▶ TRAVAIL À RÉALISER:
1. Répondez à ces questions à partir du texte sur la colchicine :
(a) Sur combien de patients l'étude COLCORONA a-t-elle porté ?
(b) Qui a mené cette étude ?
(c) De quel pourcentage les décès ont-ils baissé chez les patients dont le diagnostic a été prouvé par un test PCR ?
2. D'après le texte sur la colchicine, pourquoi la baisse de 50 % du besoin de ventilation mécanique compte-t-elle beaucoup ? Répondez en une à trois phrases.
3. Veuillez poursuivre le texte sur la colchicine après sa dernière phrase.

▶ TEXTE DE LECTURE:
┌────────

La colchicine est un médicament déjà disponible en pharmacie, peu coûteux et dont les effets secondaires sont déjà bien documentés. Photo: Getty images

Une étude menée à l’Institut de Cardiologie de Montréal a permis d’obtenir des résultats convaincants sur l’efficacité de la colchicine pour réduire les complications liées à la Covid-19. Le chargé de cours du Département des sciences biologiques David Rhainds a participé à cette étude menée par le Dr Jean-Claude Tardif, directeur du Centre de recherche de l’Institut de cardiologie.

Entreprise au printemps dernier, l’étude COLCORONA est la première au monde à démontrer l’efficacité d’un médicament oral chez les patients à risque en phase pré-hospitalière. L’’étude a porté sur 4 488 patients et a permis de réduire le risque d’hospitalisation ou de décès de 21%. Les résultats ont été encore plus significatifs si l’on considère seulement les 4 159 patients chez qui le diagnostic de Covid-19 a été prouvé par un test naso-pharyngé (PCR). Chez ces patients, les hospitalisations ont été réduites de 25%, le besoin de ventilation mécanique de 50% et les décès de 44%.

«Prescrire la colchicine dès la confirmation du diagnostic permet de réduire les risques de développer une forme grave de la maladie, explique David Rhainds. Le but est de contribuer à désengorger les systèmes de santé à travers le monde, tout en sauvant des vies.» La réduction du besoin de ventilation mécanique de 50% est aussi très significative, note le chercheur. «On sait qu’un patient qui n’a pas été intubé a beaucoup moins de risque de souffrir de séquelles.»

└────────

▶ ENTRÉES EXTRAITES:

┌────────

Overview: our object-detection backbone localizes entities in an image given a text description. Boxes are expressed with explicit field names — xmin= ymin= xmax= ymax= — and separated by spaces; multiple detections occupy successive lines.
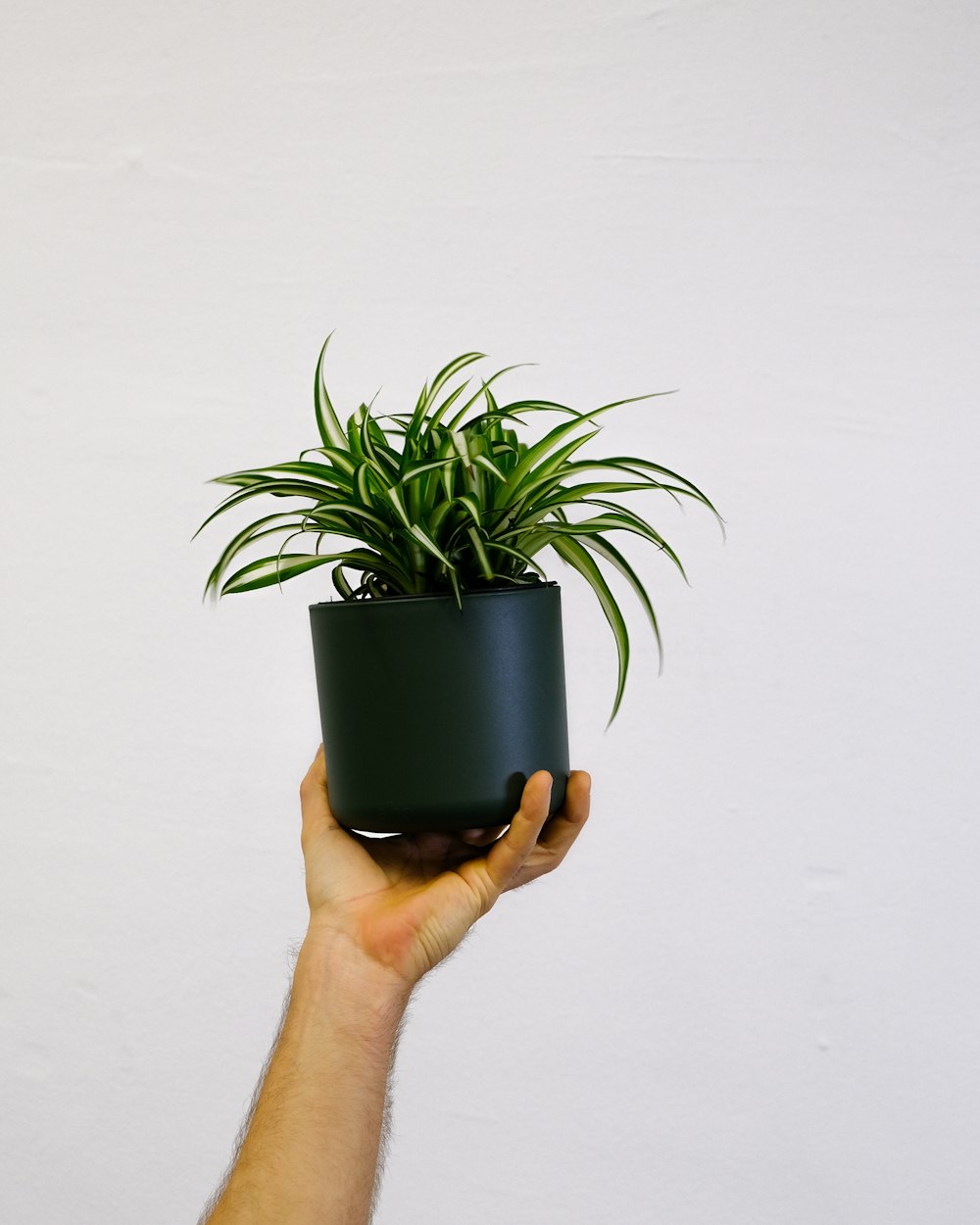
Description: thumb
xmin=299 ymin=744 xmax=343 ymax=847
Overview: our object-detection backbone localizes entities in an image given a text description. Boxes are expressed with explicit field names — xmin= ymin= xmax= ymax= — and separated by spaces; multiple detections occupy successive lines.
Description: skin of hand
xmin=300 ymin=744 xmax=592 ymax=991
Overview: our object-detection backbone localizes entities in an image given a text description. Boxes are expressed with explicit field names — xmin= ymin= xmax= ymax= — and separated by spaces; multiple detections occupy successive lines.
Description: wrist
xmin=292 ymin=917 xmax=413 ymax=1037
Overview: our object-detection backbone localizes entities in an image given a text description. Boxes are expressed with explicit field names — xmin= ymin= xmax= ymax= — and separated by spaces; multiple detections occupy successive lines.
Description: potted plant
xmin=195 ymin=332 xmax=724 ymax=833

└────────

▶ RÉPONSES RÉDIGÉES:
1.
(a) Sur 4 488 patients.
(b) Le Dr Jean-Claude Tardif, directeur du Centre de recherche de l'Institut de cardiologie.
(c) De 44 %.

2. Cette baisse est très significative, car un patient qui n'a pas été intubé court beaucoup moins de risque de souffrir de séquelles.

3.
Déployée au Canada, aux États-Unis, en Europe, en Amérique du Sud et en Afrique du Sud, l’étude randomisée et à double insu a porté sur des patients de 40 ans et plus comportant au moins un facteur de risque de complications de la Covid-19 (comme le surpoids, le diabète ou l’hypertension).

La colchicine, rappelle David Rhainds, est un médicament déjà disponible en pharmacie, peu coûteux et dont les effets secondaires sont déjà bien documentés. La molécule est, en effet, utilisée depuis longtemps pour ses propriétés anti-inflammatoires dans le traitement de la goutte et de certaines autres conditions médicales. Dans le cadre d’une autre étude portant sur la colchicine, en 2019, l’équipe du Dr Jean-Claude Tardif a d’ailleurs démontré son efficacité pour réduire le risque d’incidents cardiaques secondaires chez des patients ayant souffert d’un infarctus du myocarde.

Un article scientifique sur les résultats de l’étude COLCORONA est en cours de rédaction et sera soumis incessamment, précise David Rhainds. Sur la base de ces données, les médecins pourraient ensuite commencer à prescrire la colchicine à leurs patients. Comme le médicament est déjà disponible sur le marché, cela pourrait aller très vite.

«Ce n’est pas une procédure exceptionnelle, note David Rhainds. Une autre molécule anti-inflammatoire déjà connue, la dexaméthasone, fait partie des médicaments les plus utiles aux soins intensifs à travers le monde pour traiter les complications de la Covid-19.»

Même si l’étude COLCORONA a porté sur des patients de plusieurs pays, la majorité (environ 3 000) provenaient du Québec. Comme il ne s’agit pas d’un nouveau médicament, elle n’a pas été financée par l’industrie pharmaceutique, mais par des fonds du gouvernement du Québec, des National Institutes of Health (NIH) américains et de diverses fondations privées, dont la philanthrope montréalaise Sophie Desmarais.

David Rhainds, qui travaille à l’Institut de Cardiologie depuis 2009, a été nommé directeur adjoint du Centre de recherche en juillet dernier. Il est chargé de cours à l’UQAM depuis 2002, où il enseigne la physiologie humaine, la biochimie et la biologie cellulaire.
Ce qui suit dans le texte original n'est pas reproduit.